### Exercise objective
When you copy the records, keep every word exact and leave the pictures out.

### Data for analysis

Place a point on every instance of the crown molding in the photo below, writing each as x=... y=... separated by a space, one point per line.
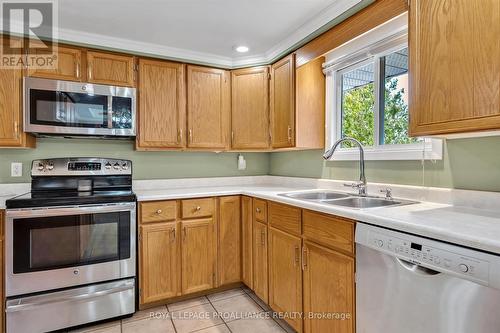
x=299 y=37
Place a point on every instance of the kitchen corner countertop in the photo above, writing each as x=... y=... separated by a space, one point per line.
x=471 y=227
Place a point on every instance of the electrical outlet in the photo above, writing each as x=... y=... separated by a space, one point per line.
x=16 y=169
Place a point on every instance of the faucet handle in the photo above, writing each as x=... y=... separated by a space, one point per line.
x=387 y=191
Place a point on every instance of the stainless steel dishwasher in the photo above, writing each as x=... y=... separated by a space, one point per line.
x=411 y=284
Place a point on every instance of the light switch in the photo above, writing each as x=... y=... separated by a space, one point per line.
x=16 y=169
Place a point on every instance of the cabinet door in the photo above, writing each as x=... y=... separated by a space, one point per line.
x=198 y=255
x=285 y=276
x=113 y=69
x=69 y=66
x=454 y=66
x=260 y=277
x=162 y=105
x=11 y=119
x=159 y=262
x=208 y=105
x=283 y=103
x=327 y=270
x=246 y=241
x=229 y=240
x=250 y=108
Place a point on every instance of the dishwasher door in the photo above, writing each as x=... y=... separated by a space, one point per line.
x=396 y=296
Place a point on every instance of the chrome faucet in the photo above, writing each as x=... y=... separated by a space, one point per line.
x=361 y=184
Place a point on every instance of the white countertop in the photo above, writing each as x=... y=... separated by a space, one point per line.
x=468 y=218
x=472 y=227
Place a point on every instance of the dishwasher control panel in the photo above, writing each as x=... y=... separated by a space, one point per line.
x=440 y=256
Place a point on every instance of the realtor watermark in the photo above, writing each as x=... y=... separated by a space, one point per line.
x=30 y=34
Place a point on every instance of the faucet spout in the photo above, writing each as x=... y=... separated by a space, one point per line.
x=362 y=178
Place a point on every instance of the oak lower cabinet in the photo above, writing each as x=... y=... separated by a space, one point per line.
x=328 y=290
x=454 y=61
x=198 y=249
x=208 y=107
x=285 y=276
x=159 y=262
x=229 y=252
x=260 y=263
x=246 y=241
x=162 y=105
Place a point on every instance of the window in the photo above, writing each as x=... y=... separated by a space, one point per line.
x=367 y=97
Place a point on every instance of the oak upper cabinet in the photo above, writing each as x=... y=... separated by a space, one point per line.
x=229 y=257
x=331 y=271
x=162 y=105
x=11 y=116
x=250 y=108
x=260 y=267
x=283 y=103
x=69 y=65
x=246 y=241
x=285 y=276
x=159 y=262
x=208 y=107
x=454 y=66
x=310 y=87
x=110 y=68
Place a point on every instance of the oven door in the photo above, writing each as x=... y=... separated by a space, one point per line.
x=58 y=247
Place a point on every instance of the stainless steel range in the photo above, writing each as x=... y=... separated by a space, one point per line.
x=70 y=245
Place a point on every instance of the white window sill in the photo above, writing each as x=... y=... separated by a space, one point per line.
x=432 y=149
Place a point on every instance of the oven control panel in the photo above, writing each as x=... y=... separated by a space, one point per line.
x=81 y=167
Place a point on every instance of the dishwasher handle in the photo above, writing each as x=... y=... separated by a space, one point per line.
x=417 y=269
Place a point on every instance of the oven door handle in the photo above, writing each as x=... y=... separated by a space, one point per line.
x=70 y=210
x=81 y=297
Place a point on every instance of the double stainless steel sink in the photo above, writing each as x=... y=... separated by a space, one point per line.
x=346 y=200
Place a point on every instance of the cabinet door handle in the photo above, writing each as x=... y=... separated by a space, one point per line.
x=297 y=256
x=304 y=258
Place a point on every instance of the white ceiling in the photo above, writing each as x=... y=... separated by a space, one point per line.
x=197 y=30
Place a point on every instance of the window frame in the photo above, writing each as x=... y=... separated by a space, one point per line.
x=357 y=53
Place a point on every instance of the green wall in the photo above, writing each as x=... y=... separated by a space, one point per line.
x=147 y=165
x=467 y=164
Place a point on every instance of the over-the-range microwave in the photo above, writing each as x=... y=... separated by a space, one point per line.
x=75 y=108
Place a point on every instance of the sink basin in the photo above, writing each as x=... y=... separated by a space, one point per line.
x=366 y=202
x=316 y=196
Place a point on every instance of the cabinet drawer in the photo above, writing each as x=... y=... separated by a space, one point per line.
x=332 y=231
x=157 y=211
x=284 y=217
x=260 y=210
x=197 y=208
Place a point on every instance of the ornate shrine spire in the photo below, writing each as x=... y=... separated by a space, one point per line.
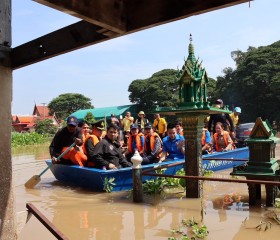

### Answer for the task
Place a point on every instance of the crown molding in the photo below, writing each as x=... y=... separated by a space, one point per line.
x=299 y=37
Place a point on every instance of the kitchen corner countertop in the photo above, writing each as x=... y=... separated by a space, one point per line.
x=471 y=227
Place a point on every instance of the electrical outlet in the photo above, writing each as x=... y=... separated by a space, one point per line.
x=16 y=169
Place a point on every instance of the faucet handle in the photo above, writing each as x=... y=... separated by a space, one point per line.
x=387 y=191
Place a point on every instance of the stainless steel dishwasher in the photo above, writing each as x=... y=... separated by a space, one point per line.
x=411 y=284
Place a point on every instance of the light switch in the photo above, writing each as x=... y=... separated by a space, one point per line.
x=16 y=169
Place a point on every instance of the cabinet door in the photo above, writing each as x=... y=... separated by a space, one point per line.
x=198 y=255
x=285 y=276
x=113 y=69
x=69 y=66
x=454 y=66
x=260 y=277
x=162 y=105
x=11 y=119
x=159 y=262
x=208 y=105
x=283 y=103
x=327 y=270
x=246 y=241
x=229 y=240
x=250 y=108
Place a point on every instance of the dishwasher door in the photo above, writing each as x=... y=... separated by a space, one point per line.
x=396 y=296
Place a point on every instance of the chrome faucet in the photo above, writing each as x=... y=... separated by a space, one point per line.
x=361 y=184
Place a point on every instance of the white countertop in the photo above, writing each as x=... y=... separated by a space, one point per line.
x=468 y=218
x=472 y=227
Place a point on every instance of the dishwasher control panel in the photo above, writing each as x=... y=... separated by a space, one point per line.
x=440 y=256
Place a point on every instance of the realtor watermark in the photo above, writing each as x=... y=... separated by a space, one point per line.
x=30 y=34
Place a point on every instance of the faucet spout in the photo above, writing each as x=... y=... separated by a space, one point per line.
x=362 y=178
Place a point on every instance of the oak lower cabinet in the photo above, writing each as x=... y=... separated by a space, one point per line.
x=328 y=290
x=454 y=61
x=198 y=249
x=208 y=107
x=285 y=276
x=159 y=262
x=229 y=252
x=260 y=263
x=246 y=241
x=162 y=105
Place a point on every instance of the window in the photo above, writing each as x=... y=... separated by a space, one point per line.
x=367 y=97
Place a point on every instance of the oak upper cabinet in the photo above, writing each as x=... y=... separated by a space, one point per line.
x=229 y=257
x=331 y=271
x=162 y=105
x=11 y=116
x=250 y=108
x=260 y=267
x=283 y=103
x=69 y=65
x=246 y=241
x=285 y=276
x=159 y=262
x=208 y=107
x=454 y=66
x=310 y=87
x=110 y=68
Place a point on every instance of the oven door in the photo above, writing each as x=... y=... separated by a space, one point per line.
x=58 y=247
Place a point on every instance of the stainless steel range in the photo above, writing each as x=... y=... separated by a space, one point per line.
x=70 y=245
Place a point on every instance of the white window sill in the photo above, writing each as x=... y=... separated by a space, one point per line.
x=432 y=149
Place a point on every instance of the oven control panel in the photo above, writing each as x=... y=... separated by a space, one point per line.
x=81 y=167
Place a point on every instance of the dishwasher handle in the photo above, writing each as x=... y=... separated by a space, one point per line.
x=417 y=269
Place a point on every instance of the oven door handle in the photo above, writing each as x=... y=... separated by a space, one point per line.
x=70 y=210
x=81 y=297
Place a point on every instance of the double stainless steel sink in the photo above, writing each as x=... y=... separated by a space, one point per line.
x=346 y=200
Place a point on every instance of the cabinet door handle in the photo above, writing each as x=... y=... separated by a space, one point per line.
x=297 y=256
x=304 y=258
Place a point on every instance of the white ceiling in the photo above, writing each as x=... y=... separated by a space, one point per line.
x=197 y=30
Place a point on every instance of the window frame in the photo above, writing each as x=... y=... separated by a space, one point per line.
x=357 y=53
Place a point on every instance of the green wall in the photo above, writing each as x=... y=... separated by a space, one point per line.
x=147 y=165
x=467 y=164
Place a point on every instance of the over-the-range microwave in the photo above, writing each as x=... y=... separated by a space, one point per line.
x=75 y=108
Place a point on every instance of the sink basin in the photo above, writing each as x=... y=... separated by a space, one point per line.
x=366 y=202
x=316 y=196
Place a point on every instance of the cabinet drawer in the photo above, writing each as x=... y=... separated by a space, one point per line.
x=332 y=231
x=157 y=211
x=284 y=217
x=260 y=210
x=197 y=208
Place a point on every instance of the ornate shrine spire in the photo below, writing each as x=... y=... separated by a space, one point per line.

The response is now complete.